→ Explore the material:
1. In the call for papers, by what date must proposals be emailed?
2. Please continue the call for papers on women's medico-literary texts from the point where it stops.

(Beginning of Document excerpt)

Representing Women's Medico-Literary Texts in the Long Eighteenth Century, NEASECS, Buffalo, October 2010

full name / name of organization: 
Angela Monsam and Danielle Spratt

We are seeking paper proposals for the panel "Representing Women's Medico-Literary Texts in the Long Eighteenth Century," which will occur during the annual NEASECS meeting to be held in Buffalo from October 21-23, 2010. The CFP and the link to the conference page is below. If you are interested in submitting a paper proposal, please email a 250 word abstract and a brief CV by May 15.

(End of Document excerpt)
(Beginning of Data extracts)

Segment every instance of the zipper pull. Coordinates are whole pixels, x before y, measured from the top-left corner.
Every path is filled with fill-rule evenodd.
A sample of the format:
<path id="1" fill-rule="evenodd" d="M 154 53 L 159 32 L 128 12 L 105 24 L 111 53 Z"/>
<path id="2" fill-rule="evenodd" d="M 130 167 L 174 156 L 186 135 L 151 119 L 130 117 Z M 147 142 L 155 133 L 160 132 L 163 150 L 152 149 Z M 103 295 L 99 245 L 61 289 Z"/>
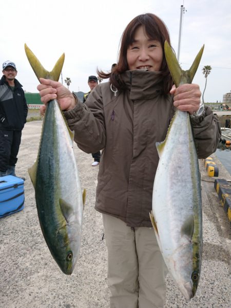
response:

(End of Data extracts)

→ Answers to the exercises:
1. May 15.

2.
Over the past several decades, critics have explored how literature and medical texts represented and often objectified women during the long eighteenth century. In addition to examining representations of women, their bodies, and "female" illnesses – both in medical and literary texts -- this panel also considers how women responded or "wrote back" to such objectification. We are especially interested in papers that explore the various ways in which women directly adopt, negotiate, or manipulate discourses of medicine, whether about their own bodies or the bodies of others. In so doing, the panel hopes to demonstrate how women writers were able to carve out their own empowered textual space in the increasingly male-dominated medical realm. Possible authors include (but are not limited to) Ann Conway, Margaret Cavendish, Aphra Behn, Mary Wortley Montagu, Joanna Baille, Ann Hunter, Frances Burney, Maria Edgeworth, Jane Austen, Mary Shelley, and Mary Robinson; potential textual sources include signed and anonymous midwifery and cookery books.